| SET EXERCISE |
Rewrite the records from their start through the line containing "column 139, row 74", inclusive, with "eyeglasses" replaced by "spectacles" and everything else unchanged.

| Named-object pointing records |
________________________________________

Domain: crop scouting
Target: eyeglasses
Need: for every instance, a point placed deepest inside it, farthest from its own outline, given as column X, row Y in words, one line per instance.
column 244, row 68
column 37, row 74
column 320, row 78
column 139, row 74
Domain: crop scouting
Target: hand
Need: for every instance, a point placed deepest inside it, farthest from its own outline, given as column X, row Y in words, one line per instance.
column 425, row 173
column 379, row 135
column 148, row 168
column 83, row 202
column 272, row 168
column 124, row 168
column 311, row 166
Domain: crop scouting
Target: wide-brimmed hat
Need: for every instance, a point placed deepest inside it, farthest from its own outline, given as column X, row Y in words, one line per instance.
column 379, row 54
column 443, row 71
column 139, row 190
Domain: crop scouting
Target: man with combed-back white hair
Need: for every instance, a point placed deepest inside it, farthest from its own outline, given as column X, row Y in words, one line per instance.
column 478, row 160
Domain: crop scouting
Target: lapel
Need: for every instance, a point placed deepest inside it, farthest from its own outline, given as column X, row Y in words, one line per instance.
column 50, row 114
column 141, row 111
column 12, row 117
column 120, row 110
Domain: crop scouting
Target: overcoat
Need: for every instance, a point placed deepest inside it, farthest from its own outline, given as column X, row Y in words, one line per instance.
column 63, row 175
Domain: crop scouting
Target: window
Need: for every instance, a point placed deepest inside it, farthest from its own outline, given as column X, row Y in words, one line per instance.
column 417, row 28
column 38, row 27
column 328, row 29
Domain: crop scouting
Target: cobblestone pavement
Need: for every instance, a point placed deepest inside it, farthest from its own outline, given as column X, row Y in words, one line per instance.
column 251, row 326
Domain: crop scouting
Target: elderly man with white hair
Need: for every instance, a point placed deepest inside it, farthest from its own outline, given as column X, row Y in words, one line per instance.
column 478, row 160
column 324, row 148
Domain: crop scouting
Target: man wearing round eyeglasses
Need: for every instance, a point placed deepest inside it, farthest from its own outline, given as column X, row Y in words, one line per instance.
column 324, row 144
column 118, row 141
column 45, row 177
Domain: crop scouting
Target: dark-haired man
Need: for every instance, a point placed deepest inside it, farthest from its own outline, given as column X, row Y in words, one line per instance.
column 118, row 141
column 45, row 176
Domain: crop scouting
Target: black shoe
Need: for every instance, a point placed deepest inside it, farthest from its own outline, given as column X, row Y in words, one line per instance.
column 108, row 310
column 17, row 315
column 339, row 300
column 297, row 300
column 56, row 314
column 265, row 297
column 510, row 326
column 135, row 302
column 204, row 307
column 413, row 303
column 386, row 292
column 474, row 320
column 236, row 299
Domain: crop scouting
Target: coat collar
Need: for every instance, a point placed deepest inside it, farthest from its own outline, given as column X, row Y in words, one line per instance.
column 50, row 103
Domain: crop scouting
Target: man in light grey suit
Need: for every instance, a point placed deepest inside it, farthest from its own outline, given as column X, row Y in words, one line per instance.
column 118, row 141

________________________________________

| OUTPUT FOR THIS EXERCISE |
Domain: crop scouting
Target: spectacles
Need: for every instance, a point placed deepest inside it, farthest from its own outline, given as column X, row Y in words, one line per instance.
column 244, row 68
column 37, row 74
column 320, row 78
column 139, row 74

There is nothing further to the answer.